▶ [Task instructions]: Please present the rows below as a numbered list, leaving out any blank lines.
— Start Stored data —
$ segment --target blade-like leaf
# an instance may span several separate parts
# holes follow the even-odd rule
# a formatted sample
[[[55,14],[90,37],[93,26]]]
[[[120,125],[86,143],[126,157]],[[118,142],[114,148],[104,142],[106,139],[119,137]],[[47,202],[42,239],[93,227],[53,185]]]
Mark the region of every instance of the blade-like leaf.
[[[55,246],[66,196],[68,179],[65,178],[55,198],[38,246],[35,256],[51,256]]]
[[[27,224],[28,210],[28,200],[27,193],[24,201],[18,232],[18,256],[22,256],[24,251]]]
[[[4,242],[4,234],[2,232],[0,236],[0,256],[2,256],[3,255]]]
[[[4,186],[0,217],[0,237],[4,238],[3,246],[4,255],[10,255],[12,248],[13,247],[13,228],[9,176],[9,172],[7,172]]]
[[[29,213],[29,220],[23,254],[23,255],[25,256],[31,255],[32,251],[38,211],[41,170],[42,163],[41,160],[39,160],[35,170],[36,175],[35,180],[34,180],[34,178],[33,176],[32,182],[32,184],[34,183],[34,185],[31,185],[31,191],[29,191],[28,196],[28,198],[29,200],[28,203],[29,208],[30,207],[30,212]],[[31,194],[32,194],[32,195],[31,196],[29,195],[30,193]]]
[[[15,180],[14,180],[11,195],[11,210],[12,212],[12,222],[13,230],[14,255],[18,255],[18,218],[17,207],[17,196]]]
— End Stored data —
▶ [Solution]:
1. $ segment --target blade-like leaf
2. # an instance may span several separate parts
3. # holes follow the even-odd rule
4. # a formatted sample
5. [[[55,14],[90,37],[93,26]]]
6. [[[120,125],[86,143],[126,157]],[[118,142],[114,148],[104,142],[106,139],[119,137]],[[47,202],[42,239],[93,227],[53,185]]]
7. Mark the region of every instance of the blade-like leaf.
8. [[[55,246],[66,196],[68,179],[65,178],[55,198],[38,246],[35,256],[51,256]]]
9. [[[27,224],[28,210],[28,200],[27,193],[24,201],[18,232],[18,256],[22,256],[24,251]]]
10. [[[4,242],[4,234],[2,232],[0,236],[0,256],[2,256],[3,255]]]
11. [[[4,186],[0,217],[0,237],[4,238],[3,246],[4,255],[10,255],[12,248],[13,247],[13,228],[9,176],[9,172],[7,172]]]
12. [[[29,213],[29,220],[23,254],[23,255],[25,256],[31,255],[32,251],[38,211],[41,170],[42,163],[41,160],[39,160],[35,170],[36,175],[35,180],[34,180],[34,178],[33,176],[32,182],[32,184],[34,183],[34,185],[31,185],[31,191],[29,191],[28,196],[28,198],[29,200],[28,203],[29,208],[30,207],[30,212]],[[31,194],[32,194],[32,195],[31,196],[29,195],[30,193]]]
13. [[[15,180],[14,180],[11,195],[11,210],[12,212],[12,222],[13,230],[14,255],[18,255],[18,218],[17,207],[17,196]]]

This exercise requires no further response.